TRECHO TRANSCRITO:
○ ○ ○ ○

Cortes Orçamentários

O Governo de Jair Bolsonaro cortou R$407 milhões da saúde pública, no Plano de Diretrizes Orçamentárias Anual (PLOA) de 2023, previsto para votação final em dezembro, logo após a decisão das eleições presidenciais. O desfalque orçamentário afetou diretamente o programa de Atendimento à População para Prevenção, Controle e Tratamento de HIV/AIDS, outras Infecções Sexualmente Transmissíveis e Hepatites Virais Total. 

O programa de atendimento à população faz parte da assistência farmacêutica do SUS e auxilia nas testagens com exames rápidos, e também atua na capacitação dos profissionais de saúde em todas as unidades de atendimento, com o objetivo de mantê-los bem capacitados para ajudar a população. 

“É um descaso com a saúde e com a história recente do país. O Brasil teve uma resposta exemplar à Aids em anos anteriores. Por que cortar em um programa que é exemplar e que tem repercussão em outras patologias?”, questiona Veriano Terto Junior, vice-presidente da Abia (Associação Brasileira Interdisciplinar de Aids), responsável pelo Observatório Nacional de Políticas de Aids, em entrevista ao jornal O Tempo.

○ ○ ○ ○

DADOS EXTRAÍDOS:
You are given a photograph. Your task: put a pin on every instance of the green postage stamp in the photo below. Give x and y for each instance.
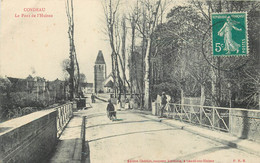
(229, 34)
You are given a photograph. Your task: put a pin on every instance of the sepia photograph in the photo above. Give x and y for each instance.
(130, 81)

○ ○ ○ ○

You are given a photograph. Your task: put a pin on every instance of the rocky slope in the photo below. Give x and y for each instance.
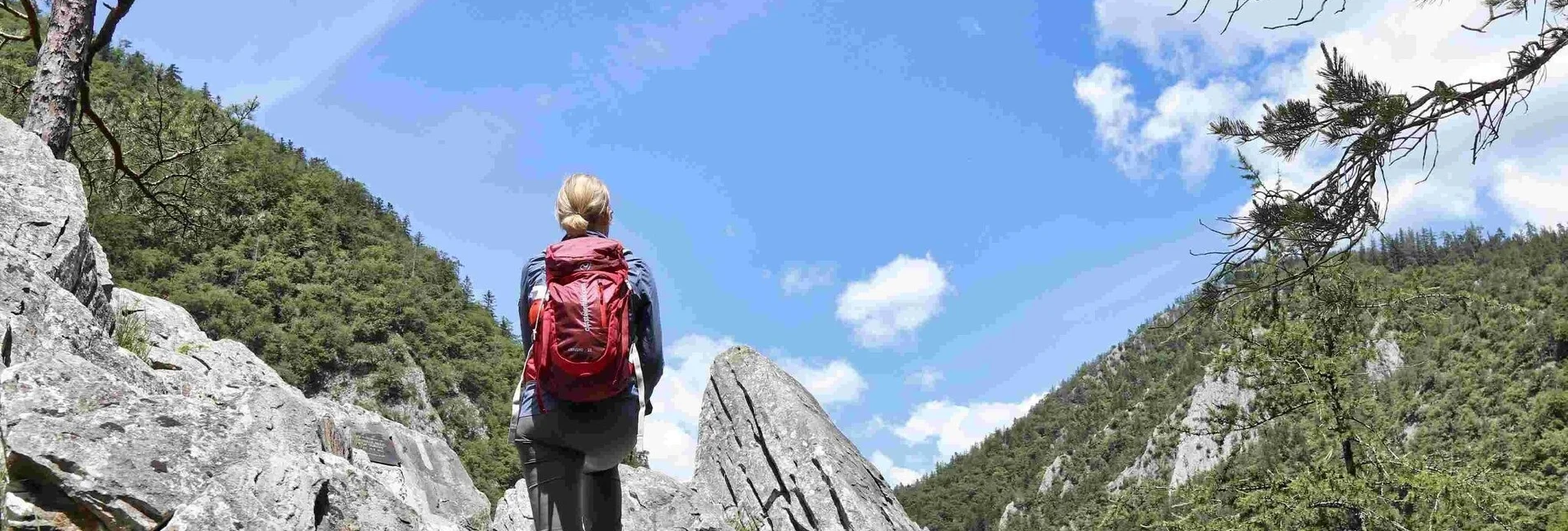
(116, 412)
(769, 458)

○ ○ ○ ○

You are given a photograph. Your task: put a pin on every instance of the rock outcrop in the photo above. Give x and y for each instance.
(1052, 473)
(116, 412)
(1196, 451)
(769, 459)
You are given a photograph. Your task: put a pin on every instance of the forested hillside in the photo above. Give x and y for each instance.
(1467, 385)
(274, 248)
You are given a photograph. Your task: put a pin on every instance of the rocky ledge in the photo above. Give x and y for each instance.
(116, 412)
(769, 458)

○ ○ ○ ○

EXERCÍCIOS PROPOSTOS:
[A] Segundo o texto sobre os cortes orçamentários, qual valor o Governo de Jair Bolsonaro cortou da saúde pública no PLOA de 2023?
[B] Transcreva do texto sobre os cortes orçamentários o segmento que começa em "O programa de atendimento à população faz" e termina em "jornal O Tempo.".
Os dados provêm de uma fonte distinta da do texto.

RESPOSTAS DO EXERCÍCIO:
[A] R$407 milhões.

[B]
O programa de atendimento à população faz parte da assistência farmacêutica do SUS e auxilia nas testagens com exames rápidos, e também atua na capacitação dos profissionais de saúde em todas as unidades de atendimento, com o objetivo de mantê-los bem capacitados para ajudar a população. 

“É um descaso com a saúde e com a história recente do país. O Brasil teve uma resposta exemplar à Aids em anos anteriores. Por que cortar em um programa que é exemplar e que tem repercussão em outras patologias?”, questiona Veriano Terto Junior, vice-presidente da Abia (Associação Brasileira Interdisciplinar de Aids), responsável pelo Observatório Nacional de Políticas de Aids, em entrevista ao jornal O Tempo.